Lack of An ERM Policy is Risky

Lack of An ERM Policy is Risky

Guest Post by John Ayers (first posted on CERM ® RISK INSIGHTS – reposted here with permission)

Lack of An ERM Policy is Risky

Background

A defense company I worked for wanted to get into the Sonobuoy business. At the time, one company dominated the market and usually received the largest share of the Navy contract.  A couple of other suppliers got the balance of the production quantity to keep it a competitive business.

My company developed a win strategy based on a ¼ scale prototype and purposely under bidding the competition. It worked. They won the largest piece of the production contract.

Design and First Article Fabrication Phase

Upon receipt of the contract, an “A” team was established and given whatever staff and assets they needed to succeed.  A Sonabuoy is a difficult challenge to produce in quantity for a winning price. It must take the force upon deployment from an aircraft, the parachute must deploy, it must send a message upon entering the water, and it must scuttle itself (sink) and can only cost around $500 a unit. It is a difficult task to accomplish especially the first time around.

The design and First Article fabrication phases went per plan.   The Contract required 5 First Article units fabricated to the production procedures and materials to undergo qualification tests prior to approval by the Navy for production.

First Article Qualification Tests

The qualifications phase went very badly. All 5 units failed the qualification tests. The failures were due to a random number of poor design and fabrication issues.  An in-depth FRACAS (failure reporting analysis and corrective action system) process was executed. Redesign and fabrication of 5 more units were performed and the units put back into the qualification tests. Again, all five units failed to pass. The FRACAS process showed new design and fabrication issues.  The effort to pass qualification tests went on for over a year but with poor results. Evidently, the design was not robust or reliable. The fixes put into place during the testing were band aids. A major redesign was required to pass the qualification tests.

What to Do

The company had invested 2 years and millions of dollars up to this point.  It seemed futile to continue unless a major re-design, schedule time, and a significant additional cost overrun took place.  Since it was a Navy contract, the company could not just default on it. Based on the Navy’s recommendation, my company novated their contract to another DOD company. It came at great expense because to accept the contract the other company wanted millions of dollars and technical support for 1 year. My company agreed to the deal and completed the novation of the contract to the other company.

The other company was finally successful at completing the First Article qualification tests but could only achieve a very low yield in delivering the production units. They lost a lot of money on the novated contract.

Lesson Learned

  1. Robustness and reliability are designed into a product. This was not the case with the scale model prototype. Furthermore, the baseline plan did not include schedule time and budget to include it in the First Article unit. Adding band aids later is not a good solution.
  2. It is difficult to take a scale model to a full up production unit. Again, schedule time and budget should have been included in the baseline plan to build a prototype and test it before going directly to the First Article unit.
————
▶ _WORK TO BE COMPLETED_
In the sonobuoy contract account, roughly how much could each unit cost?

▶ _ROWS_
————
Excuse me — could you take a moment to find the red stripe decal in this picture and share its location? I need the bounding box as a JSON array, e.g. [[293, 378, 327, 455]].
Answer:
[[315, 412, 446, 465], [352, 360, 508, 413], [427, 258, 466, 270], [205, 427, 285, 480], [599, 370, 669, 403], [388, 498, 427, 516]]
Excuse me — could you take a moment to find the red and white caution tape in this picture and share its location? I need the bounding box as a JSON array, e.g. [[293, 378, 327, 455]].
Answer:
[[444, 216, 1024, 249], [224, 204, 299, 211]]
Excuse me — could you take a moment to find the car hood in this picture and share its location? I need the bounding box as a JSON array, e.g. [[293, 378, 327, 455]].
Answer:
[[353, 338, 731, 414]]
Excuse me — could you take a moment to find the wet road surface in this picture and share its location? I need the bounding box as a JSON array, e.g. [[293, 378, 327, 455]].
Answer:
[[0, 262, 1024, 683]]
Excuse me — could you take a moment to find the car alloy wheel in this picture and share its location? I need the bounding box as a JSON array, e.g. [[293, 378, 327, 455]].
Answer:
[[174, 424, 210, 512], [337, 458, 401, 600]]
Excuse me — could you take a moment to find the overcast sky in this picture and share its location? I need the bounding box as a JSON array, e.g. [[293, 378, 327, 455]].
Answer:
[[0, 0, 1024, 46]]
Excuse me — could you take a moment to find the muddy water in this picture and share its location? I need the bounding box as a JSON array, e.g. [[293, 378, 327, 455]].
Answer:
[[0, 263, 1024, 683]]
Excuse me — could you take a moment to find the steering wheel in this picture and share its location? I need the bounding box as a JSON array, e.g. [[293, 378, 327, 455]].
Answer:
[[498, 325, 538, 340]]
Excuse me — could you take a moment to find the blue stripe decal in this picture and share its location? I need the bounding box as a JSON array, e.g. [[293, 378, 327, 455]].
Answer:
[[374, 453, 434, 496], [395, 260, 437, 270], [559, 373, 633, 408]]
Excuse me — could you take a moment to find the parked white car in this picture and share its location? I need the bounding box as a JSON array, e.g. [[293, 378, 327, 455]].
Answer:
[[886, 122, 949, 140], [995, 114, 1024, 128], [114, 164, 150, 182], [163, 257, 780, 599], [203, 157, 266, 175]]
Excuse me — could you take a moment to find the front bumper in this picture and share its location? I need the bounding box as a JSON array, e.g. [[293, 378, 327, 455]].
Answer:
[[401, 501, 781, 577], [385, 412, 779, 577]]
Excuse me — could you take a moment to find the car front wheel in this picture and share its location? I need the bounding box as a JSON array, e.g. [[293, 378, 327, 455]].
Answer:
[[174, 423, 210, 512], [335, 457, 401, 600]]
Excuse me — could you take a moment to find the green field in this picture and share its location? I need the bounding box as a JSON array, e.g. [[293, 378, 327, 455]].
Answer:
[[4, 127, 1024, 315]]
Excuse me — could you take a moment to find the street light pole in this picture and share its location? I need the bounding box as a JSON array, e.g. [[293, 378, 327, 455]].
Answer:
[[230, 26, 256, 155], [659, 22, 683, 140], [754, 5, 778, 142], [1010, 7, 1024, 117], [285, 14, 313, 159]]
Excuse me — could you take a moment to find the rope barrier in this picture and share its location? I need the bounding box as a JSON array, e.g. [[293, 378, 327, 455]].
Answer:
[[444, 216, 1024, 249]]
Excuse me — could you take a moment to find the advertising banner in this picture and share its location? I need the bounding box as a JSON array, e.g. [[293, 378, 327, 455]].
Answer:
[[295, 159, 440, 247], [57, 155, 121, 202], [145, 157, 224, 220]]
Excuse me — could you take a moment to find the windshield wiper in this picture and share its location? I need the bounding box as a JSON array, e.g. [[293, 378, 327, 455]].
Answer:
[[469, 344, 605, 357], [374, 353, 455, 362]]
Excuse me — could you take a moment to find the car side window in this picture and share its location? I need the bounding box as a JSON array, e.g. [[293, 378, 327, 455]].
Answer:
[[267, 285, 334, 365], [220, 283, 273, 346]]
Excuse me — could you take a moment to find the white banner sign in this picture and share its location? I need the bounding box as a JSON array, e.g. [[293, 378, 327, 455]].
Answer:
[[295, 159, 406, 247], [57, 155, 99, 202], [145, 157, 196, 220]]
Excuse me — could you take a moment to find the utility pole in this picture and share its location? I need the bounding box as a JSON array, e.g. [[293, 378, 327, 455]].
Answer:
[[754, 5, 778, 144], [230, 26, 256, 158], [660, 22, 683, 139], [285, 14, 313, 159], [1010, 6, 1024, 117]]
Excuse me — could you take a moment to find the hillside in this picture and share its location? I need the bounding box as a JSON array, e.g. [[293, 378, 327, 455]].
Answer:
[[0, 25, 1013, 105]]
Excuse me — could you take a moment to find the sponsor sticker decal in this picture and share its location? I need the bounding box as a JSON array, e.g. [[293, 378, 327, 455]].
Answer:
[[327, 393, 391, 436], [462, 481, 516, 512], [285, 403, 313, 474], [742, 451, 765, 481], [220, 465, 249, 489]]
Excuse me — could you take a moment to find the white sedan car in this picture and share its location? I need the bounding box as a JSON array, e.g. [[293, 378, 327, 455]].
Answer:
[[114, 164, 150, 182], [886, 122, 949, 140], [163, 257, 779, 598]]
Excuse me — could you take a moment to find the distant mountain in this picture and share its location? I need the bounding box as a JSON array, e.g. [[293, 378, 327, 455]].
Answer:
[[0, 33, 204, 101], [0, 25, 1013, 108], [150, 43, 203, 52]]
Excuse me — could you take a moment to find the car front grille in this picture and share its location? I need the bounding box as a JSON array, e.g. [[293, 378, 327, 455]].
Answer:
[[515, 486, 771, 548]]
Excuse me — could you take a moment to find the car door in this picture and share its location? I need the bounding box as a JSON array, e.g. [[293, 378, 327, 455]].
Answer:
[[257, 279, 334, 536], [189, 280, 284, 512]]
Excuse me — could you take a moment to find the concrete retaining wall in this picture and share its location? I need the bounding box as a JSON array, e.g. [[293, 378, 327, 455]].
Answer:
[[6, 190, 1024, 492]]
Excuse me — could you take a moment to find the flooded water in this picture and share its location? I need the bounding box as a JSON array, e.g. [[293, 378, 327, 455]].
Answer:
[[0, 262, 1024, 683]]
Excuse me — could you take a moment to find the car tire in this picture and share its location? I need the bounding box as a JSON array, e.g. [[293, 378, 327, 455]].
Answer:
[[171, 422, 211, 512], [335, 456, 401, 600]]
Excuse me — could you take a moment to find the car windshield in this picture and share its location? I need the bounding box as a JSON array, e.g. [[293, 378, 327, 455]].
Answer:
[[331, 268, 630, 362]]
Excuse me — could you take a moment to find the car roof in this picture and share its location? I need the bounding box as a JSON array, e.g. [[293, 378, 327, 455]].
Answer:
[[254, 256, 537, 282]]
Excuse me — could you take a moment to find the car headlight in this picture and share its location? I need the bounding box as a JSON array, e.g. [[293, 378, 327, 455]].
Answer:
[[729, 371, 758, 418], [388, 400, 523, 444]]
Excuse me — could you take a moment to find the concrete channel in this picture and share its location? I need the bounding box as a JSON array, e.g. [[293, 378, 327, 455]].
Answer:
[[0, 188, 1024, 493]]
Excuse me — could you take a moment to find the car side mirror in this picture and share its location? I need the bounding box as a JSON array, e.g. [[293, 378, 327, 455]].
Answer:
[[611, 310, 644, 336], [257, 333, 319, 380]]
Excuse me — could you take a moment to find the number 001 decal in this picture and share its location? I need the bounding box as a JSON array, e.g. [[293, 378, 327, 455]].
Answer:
————
▶ _REPLY TO THE TASK_
Around $500 a unit.